English actress (born 1988)

Holliday Clark Grainger (born 27 March 1988), also credited as Holly Grainger, is an English screen and stage actress. Some of her prominent roles are Kate Beckett in the BAFTA award-winning children's series Roger and the Rottentrolls, Lucrezia Borgia in the Showtime series The Borgias, Robin Ellacott in the BBC One crime drama Strike, Rachel Carey in the Peacock/BBC One conspiracy thriller The Capture, and Estella in Mike Newell's 2012 film adaptation of Charles Dickens' 1861 novel Great Expectations.

==Early life==
Grainger was born on 27 March 1988 in Didsbury, Manchester. Her maternal grandfather was Italian. Her first experience of acting was at the age of five when she was scouted for a BBC TV series. She appeared in many television shows and independent films as a child actress.

Grainger attended Parrs Wood High School from 1999 to 2006, and in 2007 began studying for a degree in English literature at the University of Leeds; however, she eventually opted for The Open University, as it allowed her to continue acting alongside her studies.

==Career==
Roles followed in Casualty, Doctors and Dalziel and Pascoe. Grainger played Megan Boothe in Where the Heart Is, Stacey Appleyard in Waterloo Road and Sophia in Merlin. In 2011, she appeared in the television series The Borgias, playing Lucrezia Borgia opposite Jeremy Irons as Pope Alexander VI. The series, created by Neil Jordan and shot in Hungary, ran for three seasons.

After her role as Emily in the film The Scouting Book for Boys (2009), she played one of the Rivers sisters opposite Mia Wasikowska and Michael Fassbender in Cary Fukunaga's 2011 retelling of Jane Eyre, and had a minor role in Bel Ami alongside Robert Pattinson and Uma Thurman. In June 2011, she was cast in the leading role of Estella in Mike Newell's film adaptation of Great Expectations, opposite Jeremy Irvine and Helena Bonham Carter. The movie, screened at Toronto International Film Festival 2012, had its European premiere as the closing night film of the BFI London Film Festival. She had a minor role in the 2012 film Anna Karenina as Baroness Shilton.

* What the task asks
From the text about Holliday Grainger, quote the part that opens with the words containing "Holliday Clark Grainger" and closes with "novel Great Expectations.". The listing that comes next has no connection to the text about Holliday Grainger.

* Given records
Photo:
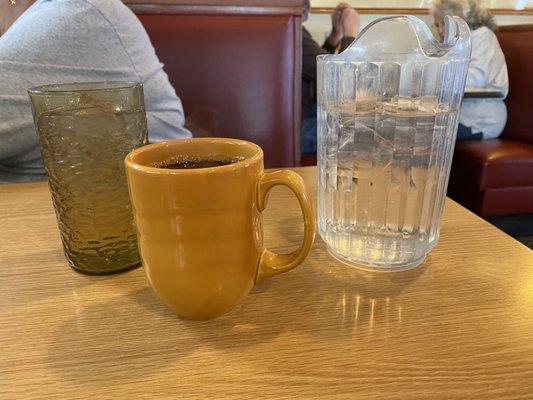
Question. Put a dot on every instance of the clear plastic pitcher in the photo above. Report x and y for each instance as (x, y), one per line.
(387, 121)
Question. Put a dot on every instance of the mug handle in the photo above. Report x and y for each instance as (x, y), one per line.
(272, 263)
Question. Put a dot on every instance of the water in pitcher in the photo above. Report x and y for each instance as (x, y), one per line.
(382, 176)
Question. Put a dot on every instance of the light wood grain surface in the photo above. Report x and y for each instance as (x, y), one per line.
(460, 326)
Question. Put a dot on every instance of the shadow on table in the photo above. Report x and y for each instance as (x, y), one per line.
(106, 344)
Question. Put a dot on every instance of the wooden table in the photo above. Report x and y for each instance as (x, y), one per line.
(460, 326)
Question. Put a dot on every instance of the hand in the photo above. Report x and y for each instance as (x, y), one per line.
(337, 31)
(350, 22)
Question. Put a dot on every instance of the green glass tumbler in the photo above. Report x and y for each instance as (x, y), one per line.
(85, 132)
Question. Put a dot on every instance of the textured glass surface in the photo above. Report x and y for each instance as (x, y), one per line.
(387, 121)
(85, 135)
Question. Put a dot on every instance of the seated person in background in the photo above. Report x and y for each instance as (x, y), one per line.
(345, 23)
(479, 118)
(62, 41)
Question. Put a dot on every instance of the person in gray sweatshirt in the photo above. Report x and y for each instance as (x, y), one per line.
(63, 41)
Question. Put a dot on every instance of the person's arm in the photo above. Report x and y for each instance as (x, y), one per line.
(477, 76)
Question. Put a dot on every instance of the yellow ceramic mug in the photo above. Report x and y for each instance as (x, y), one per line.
(200, 230)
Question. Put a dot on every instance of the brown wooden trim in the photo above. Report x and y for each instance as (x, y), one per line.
(297, 88)
(232, 3)
(214, 10)
(495, 11)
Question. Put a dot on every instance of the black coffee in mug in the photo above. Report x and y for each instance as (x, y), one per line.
(195, 163)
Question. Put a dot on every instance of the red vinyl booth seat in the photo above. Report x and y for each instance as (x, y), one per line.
(495, 177)
(235, 65)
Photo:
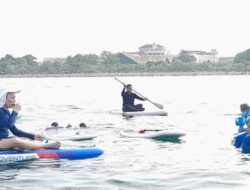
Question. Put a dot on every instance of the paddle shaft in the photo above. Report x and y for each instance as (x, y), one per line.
(140, 94)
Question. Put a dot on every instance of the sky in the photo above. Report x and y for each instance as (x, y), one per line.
(58, 28)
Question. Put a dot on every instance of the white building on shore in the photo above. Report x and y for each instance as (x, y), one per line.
(203, 56)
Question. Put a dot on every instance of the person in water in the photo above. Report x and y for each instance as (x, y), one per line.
(22, 140)
(128, 98)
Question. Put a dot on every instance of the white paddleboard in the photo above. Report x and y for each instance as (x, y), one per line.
(151, 134)
(140, 113)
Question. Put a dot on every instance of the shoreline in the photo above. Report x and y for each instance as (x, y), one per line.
(123, 74)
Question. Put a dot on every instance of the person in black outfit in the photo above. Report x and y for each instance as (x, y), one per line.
(128, 98)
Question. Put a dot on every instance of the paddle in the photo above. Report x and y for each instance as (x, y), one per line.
(155, 104)
(68, 144)
(156, 130)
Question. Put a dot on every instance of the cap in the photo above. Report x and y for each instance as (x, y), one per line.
(3, 93)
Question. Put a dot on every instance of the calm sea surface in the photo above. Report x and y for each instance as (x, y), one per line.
(203, 107)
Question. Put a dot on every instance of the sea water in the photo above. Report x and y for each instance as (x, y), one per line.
(203, 107)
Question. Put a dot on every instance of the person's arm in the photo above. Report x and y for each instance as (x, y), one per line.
(7, 120)
(139, 98)
(20, 133)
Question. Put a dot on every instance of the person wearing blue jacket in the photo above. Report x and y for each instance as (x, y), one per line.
(128, 98)
(21, 140)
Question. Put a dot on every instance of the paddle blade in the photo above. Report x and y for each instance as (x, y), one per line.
(158, 105)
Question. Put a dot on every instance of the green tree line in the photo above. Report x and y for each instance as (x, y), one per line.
(107, 62)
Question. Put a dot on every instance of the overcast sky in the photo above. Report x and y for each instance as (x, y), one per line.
(57, 28)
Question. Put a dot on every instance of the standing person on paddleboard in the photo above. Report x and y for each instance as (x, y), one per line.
(7, 123)
(128, 98)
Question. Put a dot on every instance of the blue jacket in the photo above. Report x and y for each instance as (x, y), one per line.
(7, 122)
(129, 98)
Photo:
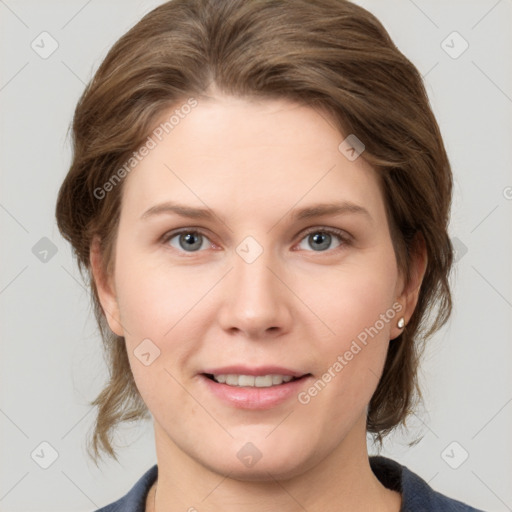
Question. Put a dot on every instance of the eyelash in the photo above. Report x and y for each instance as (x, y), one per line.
(341, 235)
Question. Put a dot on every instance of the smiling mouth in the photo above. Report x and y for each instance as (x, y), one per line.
(260, 381)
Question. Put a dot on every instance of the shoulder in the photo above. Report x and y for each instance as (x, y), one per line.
(416, 493)
(135, 499)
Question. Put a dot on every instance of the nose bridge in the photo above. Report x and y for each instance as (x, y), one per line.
(256, 297)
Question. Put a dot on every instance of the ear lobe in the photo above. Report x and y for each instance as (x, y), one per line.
(411, 290)
(105, 288)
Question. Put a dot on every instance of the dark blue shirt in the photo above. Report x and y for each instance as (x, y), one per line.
(417, 495)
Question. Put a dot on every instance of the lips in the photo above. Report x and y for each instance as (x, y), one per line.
(255, 371)
(254, 398)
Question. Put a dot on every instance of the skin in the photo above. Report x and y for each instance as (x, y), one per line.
(253, 164)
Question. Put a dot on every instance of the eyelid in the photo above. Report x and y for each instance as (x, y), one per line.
(344, 237)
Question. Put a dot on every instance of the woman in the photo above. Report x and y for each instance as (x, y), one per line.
(260, 195)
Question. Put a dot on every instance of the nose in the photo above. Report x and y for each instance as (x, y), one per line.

* Answer to this task
Holliday Clark Grainger (born 27 March 1988), also credited as Holly Grainger, is an English screen and stage actress. Some of her prominent roles are Kate Beckett in the BAFTA award-winning children's series Roger and the Rottentrolls, Lucrezia Borgia in the Showtime series The Borgias, Robin Ellacott in the BBC One crime drama Strike, Rachel Carey in the Peacock/BBC One conspiracy thriller The Capture, and Estella in Mike Newell's 2012 film adaptation of Charles Dickens' 1861 novel Great Expectations.